_Directions_
Lines from the entries below that hold "ground" form the answer; copy all of them.

_Stored items from a collection_
╔══
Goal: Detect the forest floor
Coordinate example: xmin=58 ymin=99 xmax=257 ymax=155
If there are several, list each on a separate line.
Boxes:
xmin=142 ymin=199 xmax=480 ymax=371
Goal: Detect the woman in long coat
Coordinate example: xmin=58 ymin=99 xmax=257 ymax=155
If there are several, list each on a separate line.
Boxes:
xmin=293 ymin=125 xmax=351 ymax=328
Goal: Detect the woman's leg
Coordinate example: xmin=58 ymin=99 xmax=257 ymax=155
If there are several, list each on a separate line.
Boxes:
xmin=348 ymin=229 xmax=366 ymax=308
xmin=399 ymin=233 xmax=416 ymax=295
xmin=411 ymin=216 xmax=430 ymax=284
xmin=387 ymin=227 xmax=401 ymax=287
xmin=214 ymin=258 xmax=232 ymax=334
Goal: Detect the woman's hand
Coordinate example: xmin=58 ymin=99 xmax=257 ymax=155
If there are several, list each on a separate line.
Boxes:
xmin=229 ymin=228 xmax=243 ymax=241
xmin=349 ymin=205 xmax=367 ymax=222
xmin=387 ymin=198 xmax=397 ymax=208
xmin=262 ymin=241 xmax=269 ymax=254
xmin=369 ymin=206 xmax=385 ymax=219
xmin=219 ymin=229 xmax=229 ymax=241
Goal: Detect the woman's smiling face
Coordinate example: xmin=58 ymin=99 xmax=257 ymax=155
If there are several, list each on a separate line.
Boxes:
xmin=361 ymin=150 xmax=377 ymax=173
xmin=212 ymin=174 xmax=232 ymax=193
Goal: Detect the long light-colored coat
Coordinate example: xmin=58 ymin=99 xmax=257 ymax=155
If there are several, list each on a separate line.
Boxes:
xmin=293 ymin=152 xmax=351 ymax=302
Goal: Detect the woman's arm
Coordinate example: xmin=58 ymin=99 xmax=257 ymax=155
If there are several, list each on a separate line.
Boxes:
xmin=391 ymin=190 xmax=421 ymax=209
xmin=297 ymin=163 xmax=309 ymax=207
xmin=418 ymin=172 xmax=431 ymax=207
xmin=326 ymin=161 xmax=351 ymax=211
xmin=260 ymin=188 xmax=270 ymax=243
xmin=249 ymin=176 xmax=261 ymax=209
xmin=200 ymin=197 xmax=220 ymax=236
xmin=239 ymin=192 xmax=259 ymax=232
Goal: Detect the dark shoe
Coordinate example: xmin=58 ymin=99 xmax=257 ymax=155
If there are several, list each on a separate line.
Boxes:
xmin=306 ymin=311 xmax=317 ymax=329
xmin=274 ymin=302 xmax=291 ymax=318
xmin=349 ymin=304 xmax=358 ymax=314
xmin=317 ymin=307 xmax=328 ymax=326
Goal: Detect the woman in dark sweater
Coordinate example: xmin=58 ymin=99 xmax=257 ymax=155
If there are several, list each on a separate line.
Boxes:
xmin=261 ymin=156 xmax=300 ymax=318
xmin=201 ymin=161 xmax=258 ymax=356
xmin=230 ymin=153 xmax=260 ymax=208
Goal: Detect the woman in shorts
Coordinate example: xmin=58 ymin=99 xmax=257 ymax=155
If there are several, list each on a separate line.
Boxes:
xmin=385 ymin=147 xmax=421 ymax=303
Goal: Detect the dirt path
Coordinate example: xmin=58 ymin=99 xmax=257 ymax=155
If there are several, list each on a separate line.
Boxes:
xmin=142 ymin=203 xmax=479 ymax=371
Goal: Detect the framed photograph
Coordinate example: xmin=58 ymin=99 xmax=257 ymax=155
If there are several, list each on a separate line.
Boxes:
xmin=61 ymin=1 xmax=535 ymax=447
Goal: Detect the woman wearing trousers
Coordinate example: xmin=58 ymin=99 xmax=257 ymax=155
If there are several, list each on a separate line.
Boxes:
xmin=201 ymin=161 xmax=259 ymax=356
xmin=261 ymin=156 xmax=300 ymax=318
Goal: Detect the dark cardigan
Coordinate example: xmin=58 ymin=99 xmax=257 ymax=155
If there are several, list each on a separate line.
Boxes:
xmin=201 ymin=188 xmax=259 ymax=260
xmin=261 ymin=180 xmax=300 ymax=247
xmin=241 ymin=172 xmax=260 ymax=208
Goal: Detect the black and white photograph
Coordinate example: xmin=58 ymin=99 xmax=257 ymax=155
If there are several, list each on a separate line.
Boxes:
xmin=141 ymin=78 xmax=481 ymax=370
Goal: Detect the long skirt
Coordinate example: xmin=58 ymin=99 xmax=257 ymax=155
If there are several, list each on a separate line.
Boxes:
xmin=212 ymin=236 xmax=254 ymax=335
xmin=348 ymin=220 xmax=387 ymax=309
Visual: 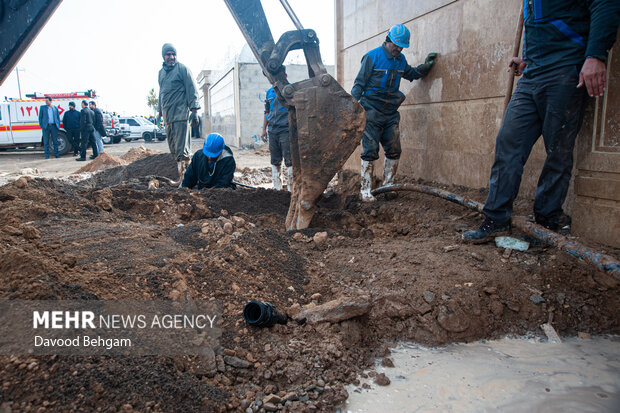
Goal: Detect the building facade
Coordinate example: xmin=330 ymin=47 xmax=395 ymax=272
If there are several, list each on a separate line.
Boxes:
xmin=336 ymin=0 xmax=619 ymax=247
xmin=202 ymin=46 xmax=335 ymax=148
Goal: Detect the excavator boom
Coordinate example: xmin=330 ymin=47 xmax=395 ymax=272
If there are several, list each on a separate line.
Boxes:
xmin=223 ymin=0 xmax=365 ymax=230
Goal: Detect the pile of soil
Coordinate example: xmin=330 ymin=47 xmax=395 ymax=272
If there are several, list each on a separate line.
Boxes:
xmin=0 ymin=156 xmax=618 ymax=412
xmin=74 ymin=146 xmax=162 ymax=174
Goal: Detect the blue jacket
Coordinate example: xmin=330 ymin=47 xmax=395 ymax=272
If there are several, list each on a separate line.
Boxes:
xmin=522 ymin=0 xmax=620 ymax=78
xmin=62 ymin=108 xmax=81 ymax=130
xmin=264 ymin=87 xmax=289 ymax=134
xmin=182 ymin=146 xmax=236 ymax=190
xmin=38 ymin=104 xmax=60 ymax=129
xmin=351 ymin=44 xmax=429 ymax=114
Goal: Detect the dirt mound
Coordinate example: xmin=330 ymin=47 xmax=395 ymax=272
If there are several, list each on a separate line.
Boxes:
xmin=73 ymin=152 xmax=126 ymax=174
xmin=0 ymin=166 xmax=618 ymax=411
xmin=73 ymin=146 xmax=162 ymax=175
xmin=81 ymin=153 xmax=179 ymax=188
xmin=119 ymin=146 xmax=161 ymax=163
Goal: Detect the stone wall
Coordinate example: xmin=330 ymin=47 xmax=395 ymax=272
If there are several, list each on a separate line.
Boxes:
xmin=209 ymin=62 xmax=335 ymax=148
xmin=336 ymin=0 xmax=619 ymax=246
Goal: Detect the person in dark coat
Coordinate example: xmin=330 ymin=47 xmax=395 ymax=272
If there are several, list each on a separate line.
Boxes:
xmin=62 ymin=101 xmax=81 ymax=156
xmin=181 ymin=133 xmax=236 ymax=190
xmin=463 ymin=0 xmax=620 ymax=243
xmin=38 ymin=96 xmax=61 ymax=159
xmin=89 ymin=101 xmax=106 ymax=154
xmin=351 ymin=24 xmax=436 ymax=202
xmin=76 ymin=100 xmax=97 ymax=161
xmin=158 ymin=43 xmax=200 ymax=185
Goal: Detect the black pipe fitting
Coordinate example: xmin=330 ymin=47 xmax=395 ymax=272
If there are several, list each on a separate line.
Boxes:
xmin=242 ymin=300 xmax=287 ymax=328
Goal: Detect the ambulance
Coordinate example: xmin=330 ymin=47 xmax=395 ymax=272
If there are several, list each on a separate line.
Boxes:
xmin=0 ymin=90 xmax=96 ymax=156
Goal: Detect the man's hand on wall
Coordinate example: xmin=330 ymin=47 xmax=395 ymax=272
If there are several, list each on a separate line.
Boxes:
xmin=423 ymin=53 xmax=438 ymax=70
xmin=508 ymin=57 xmax=527 ymax=76
xmin=578 ymin=57 xmax=607 ymax=98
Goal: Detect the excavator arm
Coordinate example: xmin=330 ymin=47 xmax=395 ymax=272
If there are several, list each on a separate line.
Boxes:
xmin=224 ymin=0 xmax=365 ymax=230
xmin=0 ymin=0 xmax=62 ymax=85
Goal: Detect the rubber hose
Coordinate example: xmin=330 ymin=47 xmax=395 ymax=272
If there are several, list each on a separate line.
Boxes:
xmin=371 ymin=183 xmax=620 ymax=279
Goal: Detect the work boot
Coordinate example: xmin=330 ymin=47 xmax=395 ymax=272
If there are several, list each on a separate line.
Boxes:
xmin=535 ymin=215 xmax=559 ymax=231
xmin=179 ymin=158 xmax=189 ymax=182
xmin=462 ymin=217 xmax=510 ymax=244
xmin=170 ymin=161 xmax=184 ymax=187
xmin=272 ymin=165 xmax=282 ymax=190
xmin=287 ymin=166 xmax=293 ymax=192
xmin=360 ymin=160 xmax=376 ymax=202
xmin=382 ymin=158 xmax=399 ymax=186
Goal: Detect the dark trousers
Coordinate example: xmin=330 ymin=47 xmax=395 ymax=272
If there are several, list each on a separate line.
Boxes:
xmin=483 ymin=66 xmax=587 ymax=226
xmin=42 ymin=125 xmax=59 ymax=158
xmin=80 ymin=126 xmax=98 ymax=158
xmin=65 ymin=128 xmax=81 ymax=155
xmin=268 ymin=129 xmax=292 ymax=167
xmin=360 ymin=107 xmax=401 ymax=161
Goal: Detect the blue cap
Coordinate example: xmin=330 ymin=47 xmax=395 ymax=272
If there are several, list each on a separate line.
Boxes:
xmin=203 ymin=133 xmax=225 ymax=158
xmin=388 ymin=24 xmax=410 ymax=48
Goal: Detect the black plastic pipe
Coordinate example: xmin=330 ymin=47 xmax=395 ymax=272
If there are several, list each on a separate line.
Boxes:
xmin=243 ymin=301 xmax=287 ymax=327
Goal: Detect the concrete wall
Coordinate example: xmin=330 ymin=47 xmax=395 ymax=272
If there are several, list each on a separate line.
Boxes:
xmin=210 ymin=68 xmax=236 ymax=146
xmin=209 ymin=62 xmax=335 ymax=148
xmin=336 ymin=0 xmax=620 ymax=247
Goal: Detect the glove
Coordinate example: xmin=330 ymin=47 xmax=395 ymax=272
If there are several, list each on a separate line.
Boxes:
xmin=423 ymin=52 xmax=438 ymax=71
xmin=189 ymin=111 xmax=199 ymax=127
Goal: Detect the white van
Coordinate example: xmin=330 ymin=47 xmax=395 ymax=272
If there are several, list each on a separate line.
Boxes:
xmin=0 ymin=91 xmax=109 ymax=155
xmin=0 ymin=98 xmax=76 ymax=155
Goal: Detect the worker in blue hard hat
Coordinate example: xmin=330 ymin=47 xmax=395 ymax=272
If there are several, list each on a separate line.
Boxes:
xmin=351 ymin=23 xmax=438 ymax=202
xmin=181 ymin=133 xmax=236 ymax=190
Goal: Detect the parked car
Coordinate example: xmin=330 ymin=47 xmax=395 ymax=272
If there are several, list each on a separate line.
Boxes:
xmin=101 ymin=112 xmax=124 ymax=144
xmin=155 ymin=127 xmax=166 ymax=140
xmin=118 ymin=117 xmax=159 ymax=142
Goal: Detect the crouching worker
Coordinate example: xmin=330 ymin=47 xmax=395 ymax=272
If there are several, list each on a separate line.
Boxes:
xmin=181 ymin=133 xmax=236 ymax=190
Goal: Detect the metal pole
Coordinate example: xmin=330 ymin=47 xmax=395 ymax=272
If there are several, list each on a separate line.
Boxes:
xmin=15 ymin=67 xmax=22 ymax=99
xmin=279 ymin=0 xmax=304 ymax=30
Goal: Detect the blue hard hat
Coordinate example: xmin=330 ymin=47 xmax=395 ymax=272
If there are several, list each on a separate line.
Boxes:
xmin=203 ymin=133 xmax=225 ymax=158
xmin=388 ymin=24 xmax=410 ymax=48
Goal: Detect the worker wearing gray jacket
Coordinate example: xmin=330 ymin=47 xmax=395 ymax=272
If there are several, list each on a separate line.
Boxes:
xmin=158 ymin=43 xmax=200 ymax=185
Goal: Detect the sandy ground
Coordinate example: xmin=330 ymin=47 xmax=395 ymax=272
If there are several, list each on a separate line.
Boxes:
xmin=0 ymin=147 xmax=618 ymax=411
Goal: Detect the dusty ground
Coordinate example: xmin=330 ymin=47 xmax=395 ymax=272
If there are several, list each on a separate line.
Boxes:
xmin=0 ymin=149 xmax=618 ymax=412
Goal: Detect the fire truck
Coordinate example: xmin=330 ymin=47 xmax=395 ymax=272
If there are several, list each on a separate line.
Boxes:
xmin=0 ymin=90 xmax=106 ymax=156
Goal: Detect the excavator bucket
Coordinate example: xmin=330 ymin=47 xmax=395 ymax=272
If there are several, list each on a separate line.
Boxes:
xmin=285 ymin=75 xmax=365 ymax=230
xmin=223 ymin=0 xmax=365 ymax=230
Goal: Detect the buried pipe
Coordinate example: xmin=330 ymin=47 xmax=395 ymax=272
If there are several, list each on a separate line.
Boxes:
xmin=512 ymin=217 xmax=620 ymax=278
xmin=371 ymin=183 xmax=620 ymax=279
xmin=372 ymin=183 xmax=484 ymax=212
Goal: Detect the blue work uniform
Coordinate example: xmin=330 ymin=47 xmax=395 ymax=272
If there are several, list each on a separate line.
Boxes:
xmin=264 ymin=87 xmax=292 ymax=167
xmin=181 ymin=146 xmax=236 ymax=190
xmin=351 ymin=43 xmax=430 ymax=161
xmin=482 ymin=0 xmax=619 ymax=227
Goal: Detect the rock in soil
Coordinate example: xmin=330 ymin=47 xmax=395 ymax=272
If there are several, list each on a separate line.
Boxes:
xmin=374 ymin=373 xmax=391 ymax=386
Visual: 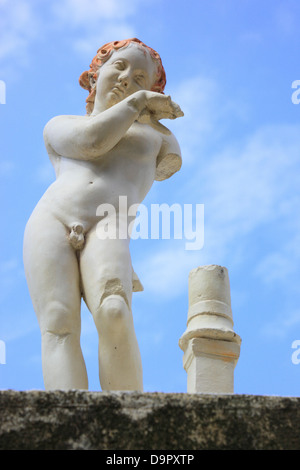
╚══
_Response to the task_
Goal: Detect the sandy ground
Goal: Detect the dusty ground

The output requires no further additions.